WHAT IS ASKED: From the material below, copy each line that contains the string "item", matching uppercase and lowercase exactly.

Object outline annotations:
========
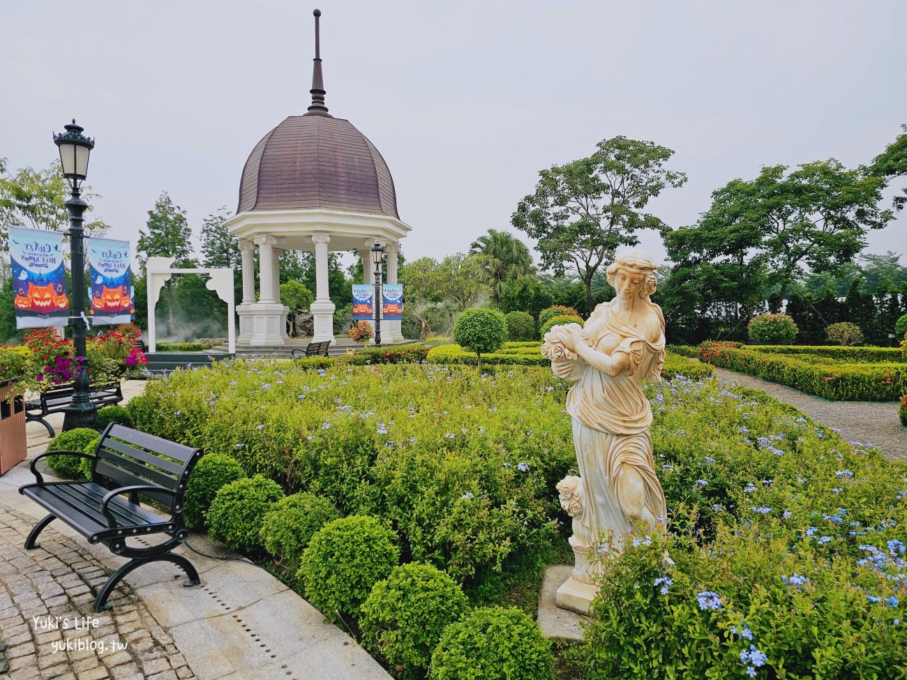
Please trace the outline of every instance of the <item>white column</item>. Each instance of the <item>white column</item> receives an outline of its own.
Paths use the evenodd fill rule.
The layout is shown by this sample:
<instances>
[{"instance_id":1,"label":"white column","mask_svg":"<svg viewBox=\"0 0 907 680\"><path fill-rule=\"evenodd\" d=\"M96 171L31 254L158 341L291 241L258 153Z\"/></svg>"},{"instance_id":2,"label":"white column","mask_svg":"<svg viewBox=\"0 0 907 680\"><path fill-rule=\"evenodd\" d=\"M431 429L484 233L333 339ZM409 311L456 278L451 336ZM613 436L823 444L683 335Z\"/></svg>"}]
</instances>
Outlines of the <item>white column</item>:
<instances>
[{"instance_id":1,"label":"white column","mask_svg":"<svg viewBox=\"0 0 907 680\"><path fill-rule=\"evenodd\" d=\"M366 286L371 286L375 283L375 274L372 273L375 265L372 264L371 246L365 250L360 250L359 257L362 259L362 283Z\"/></svg>"},{"instance_id":2,"label":"white column","mask_svg":"<svg viewBox=\"0 0 907 680\"><path fill-rule=\"evenodd\" d=\"M329 234L312 235L315 244L315 302L311 306L315 322L313 343L334 340L335 307L327 287L327 244L330 242Z\"/></svg>"},{"instance_id":3,"label":"white column","mask_svg":"<svg viewBox=\"0 0 907 680\"><path fill-rule=\"evenodd\" d=\"M278 239L273 236L257 236L258 247L258 302L274 305L274 246Z\"/></svg>"},{"instance_id":4,"label":"white column","mask_svg":"<svg viewBox=\"0 0 907 680\"><path fill-rule=\"evenodd\" d=\"M239 241L239 254L242 256L242 304L255 302L255 244Z\"/></svg>"},{"instance_id":5,"label":"white column","mask_svg":"<svg viewBox=\"0 0 907 680\"><path fill-rule=\"evenodd\" d=\"M280 302L280 256L284 254L284 250L276 248L271 253L274 255L274 299Z\"/></svg>"},{"instance_id":6,"label":"white column","mask_svg":"<svg viewBox=\"0 0 907 680\"><path fill-rule=\"evenodd\" d=\"M385 253L387 255L387 283L397 283L397 262L396 257L400 253L399 243L388 243L385 247ZM381 343L384 345L393 345L401 343L403 337L403 322L396 319L383 321L381 323ZM386 335L386 337L385 337Z\"/></svg>"},{"instance_id":7,"label":"white column","mask_svg":"<svg viewBox=\"0 0 907 680\"><path fill-rule=\"evenodd\" d=\"M387 253L387 283L397 283L396 257L400 254L400 244L388 243L385 252Z\"/></svg>"}]
</instances>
========
EXERCISE SOLUTION:
Please trace the outline of every instance of the <item>white column</item>. Each instance of the <item>white column</item> receives an outline of its own.
Outlines of the <item>white column</item>:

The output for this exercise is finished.